» WHAT THE TASK ASKS
Copy out the lines word for word, starting from the first line of the saved data entries and stopping after the line that has "point(308, 340)", with both of those lines included.

Saved data entries:
....
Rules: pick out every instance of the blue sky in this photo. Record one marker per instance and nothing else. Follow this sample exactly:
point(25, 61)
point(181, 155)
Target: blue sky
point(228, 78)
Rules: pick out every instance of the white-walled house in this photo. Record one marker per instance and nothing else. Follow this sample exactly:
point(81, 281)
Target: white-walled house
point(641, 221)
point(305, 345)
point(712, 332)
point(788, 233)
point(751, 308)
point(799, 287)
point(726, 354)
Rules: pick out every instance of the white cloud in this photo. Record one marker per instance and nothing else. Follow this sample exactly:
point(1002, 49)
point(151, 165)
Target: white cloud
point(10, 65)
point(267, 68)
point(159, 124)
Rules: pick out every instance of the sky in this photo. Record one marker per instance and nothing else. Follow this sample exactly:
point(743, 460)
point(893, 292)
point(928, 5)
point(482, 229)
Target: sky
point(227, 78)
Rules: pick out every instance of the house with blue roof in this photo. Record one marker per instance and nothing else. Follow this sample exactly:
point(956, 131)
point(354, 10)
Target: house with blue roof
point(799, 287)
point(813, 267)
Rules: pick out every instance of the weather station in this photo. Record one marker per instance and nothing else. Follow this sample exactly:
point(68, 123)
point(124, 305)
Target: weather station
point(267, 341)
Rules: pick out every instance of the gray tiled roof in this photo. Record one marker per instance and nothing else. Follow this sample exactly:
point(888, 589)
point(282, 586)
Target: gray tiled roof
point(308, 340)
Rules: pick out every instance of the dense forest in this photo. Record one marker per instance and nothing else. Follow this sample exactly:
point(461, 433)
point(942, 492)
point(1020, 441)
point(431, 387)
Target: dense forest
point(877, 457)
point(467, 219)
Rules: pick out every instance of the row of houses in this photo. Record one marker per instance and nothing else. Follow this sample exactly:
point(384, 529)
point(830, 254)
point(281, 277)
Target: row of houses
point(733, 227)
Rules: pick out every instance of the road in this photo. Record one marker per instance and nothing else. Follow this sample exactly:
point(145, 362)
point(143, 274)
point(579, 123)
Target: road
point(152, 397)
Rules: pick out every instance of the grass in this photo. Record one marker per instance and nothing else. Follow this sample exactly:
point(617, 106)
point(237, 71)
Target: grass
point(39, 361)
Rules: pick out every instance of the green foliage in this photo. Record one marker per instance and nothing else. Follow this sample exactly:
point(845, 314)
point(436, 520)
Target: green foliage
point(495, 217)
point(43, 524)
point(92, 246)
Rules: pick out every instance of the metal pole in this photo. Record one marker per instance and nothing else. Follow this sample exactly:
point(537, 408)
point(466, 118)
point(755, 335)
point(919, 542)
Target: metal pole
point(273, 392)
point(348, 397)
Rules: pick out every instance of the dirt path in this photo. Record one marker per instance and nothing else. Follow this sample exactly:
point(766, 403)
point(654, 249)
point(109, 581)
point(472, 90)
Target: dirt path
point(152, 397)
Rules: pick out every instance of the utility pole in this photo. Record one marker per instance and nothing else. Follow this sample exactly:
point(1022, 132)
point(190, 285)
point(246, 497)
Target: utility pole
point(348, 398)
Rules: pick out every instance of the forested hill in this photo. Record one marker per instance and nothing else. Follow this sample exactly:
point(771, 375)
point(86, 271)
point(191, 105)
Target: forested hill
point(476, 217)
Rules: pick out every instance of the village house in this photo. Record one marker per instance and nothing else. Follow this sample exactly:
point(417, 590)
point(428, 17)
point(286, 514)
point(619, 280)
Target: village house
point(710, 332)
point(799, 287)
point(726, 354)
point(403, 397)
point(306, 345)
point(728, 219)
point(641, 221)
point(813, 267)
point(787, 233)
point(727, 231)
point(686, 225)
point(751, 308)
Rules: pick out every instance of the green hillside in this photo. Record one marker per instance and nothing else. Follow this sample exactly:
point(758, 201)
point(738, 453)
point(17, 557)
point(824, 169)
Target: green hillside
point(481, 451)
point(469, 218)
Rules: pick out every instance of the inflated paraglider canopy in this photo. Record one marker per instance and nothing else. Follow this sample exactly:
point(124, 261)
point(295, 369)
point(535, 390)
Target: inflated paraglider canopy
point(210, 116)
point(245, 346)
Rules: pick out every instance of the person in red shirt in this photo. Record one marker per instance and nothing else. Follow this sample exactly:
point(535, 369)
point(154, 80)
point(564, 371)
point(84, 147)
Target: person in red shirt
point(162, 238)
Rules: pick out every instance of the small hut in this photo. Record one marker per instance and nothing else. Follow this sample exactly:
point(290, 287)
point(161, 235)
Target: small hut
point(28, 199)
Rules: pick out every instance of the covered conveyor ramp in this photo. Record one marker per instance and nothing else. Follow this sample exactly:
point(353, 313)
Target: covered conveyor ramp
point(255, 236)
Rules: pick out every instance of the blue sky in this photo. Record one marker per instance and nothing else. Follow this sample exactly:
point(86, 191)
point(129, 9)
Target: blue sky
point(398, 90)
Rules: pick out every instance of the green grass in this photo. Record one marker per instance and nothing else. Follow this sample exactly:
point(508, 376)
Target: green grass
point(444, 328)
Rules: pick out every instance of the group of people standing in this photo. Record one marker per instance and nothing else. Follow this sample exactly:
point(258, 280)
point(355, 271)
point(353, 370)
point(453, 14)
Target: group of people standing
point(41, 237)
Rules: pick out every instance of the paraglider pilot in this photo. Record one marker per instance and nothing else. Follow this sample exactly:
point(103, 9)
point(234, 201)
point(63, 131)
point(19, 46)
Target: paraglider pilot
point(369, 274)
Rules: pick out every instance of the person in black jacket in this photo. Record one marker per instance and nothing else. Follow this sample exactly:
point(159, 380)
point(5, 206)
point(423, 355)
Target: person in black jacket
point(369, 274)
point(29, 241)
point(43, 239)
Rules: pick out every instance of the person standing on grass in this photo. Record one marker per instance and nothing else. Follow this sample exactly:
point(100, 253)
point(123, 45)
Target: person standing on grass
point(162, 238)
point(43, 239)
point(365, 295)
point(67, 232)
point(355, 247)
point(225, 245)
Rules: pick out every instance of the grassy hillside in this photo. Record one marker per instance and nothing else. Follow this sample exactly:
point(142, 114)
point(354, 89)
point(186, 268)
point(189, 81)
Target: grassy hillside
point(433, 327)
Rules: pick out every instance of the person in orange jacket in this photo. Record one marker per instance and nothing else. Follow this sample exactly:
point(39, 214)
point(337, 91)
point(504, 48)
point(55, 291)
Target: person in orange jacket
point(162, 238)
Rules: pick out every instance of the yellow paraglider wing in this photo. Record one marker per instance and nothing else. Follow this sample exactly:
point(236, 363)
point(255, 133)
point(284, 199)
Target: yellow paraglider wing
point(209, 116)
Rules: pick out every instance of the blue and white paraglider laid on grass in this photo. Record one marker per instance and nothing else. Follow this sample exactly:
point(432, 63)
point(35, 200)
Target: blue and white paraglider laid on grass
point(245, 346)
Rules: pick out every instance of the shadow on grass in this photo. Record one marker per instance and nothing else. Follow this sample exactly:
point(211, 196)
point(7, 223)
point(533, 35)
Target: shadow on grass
....
» REPLY TO THE EXERCISE
Rules: pick out every instance of the blue sky in this photo. Record one marker per instance and nothing else. Follow this sample exactly:
point(25, 61)
point(181, 155)
Target: blue sky
point(228, 78)
Rules: pick out every instance of the white-walled house in this photo. Record one marker per instance and nothing else. Follow this sample exactly:
point(81, 281)
Target: white-walled house
point(641, 221)
point(305, 345)
point(712, 332)
point(788, 233)
point(751, 308)
point(799, 287)
point(726, 354)
Rules: pick out every instance of the white cloud in this photo. Record one marker per instance and nothing else. Follow this sample exactly:
point(1002, 49)
point(151, 165)
Target: white cloud
point(10, 65)
point(267, 68)
point(159, 124)
Rules: pick out every instance of the sky in this photo. Record one marker per instance and nothing else. Follow this sample exactly:
point(743, 460)
point(893, 292)
point(928, 5)
point(482, 229)
Target: sky
point(227, 78)
Rules: pick out every instance of the house with blue roof in this photo. Record one marker per instance and nothing else. Follow this sample exactly:
point(956, 131)
point(354, 10)
Target: house with blue roof
point(799, 287)
point(813, 267)
Rules: pick out every instance of the weather station in this photo. Record one marker per instance and nothing else. Follow this sample exactly:
point(68, 123)
point(124, 305)
Target: weather station
point(267, 341)
Rules: pick out every instance of the gray tiled roof in this photo. Record one marker per instance and nothing else. Follow this sample exactly:
point(888, 589)
point(282, 586)
Target: gray tiled roof
point(308, 340)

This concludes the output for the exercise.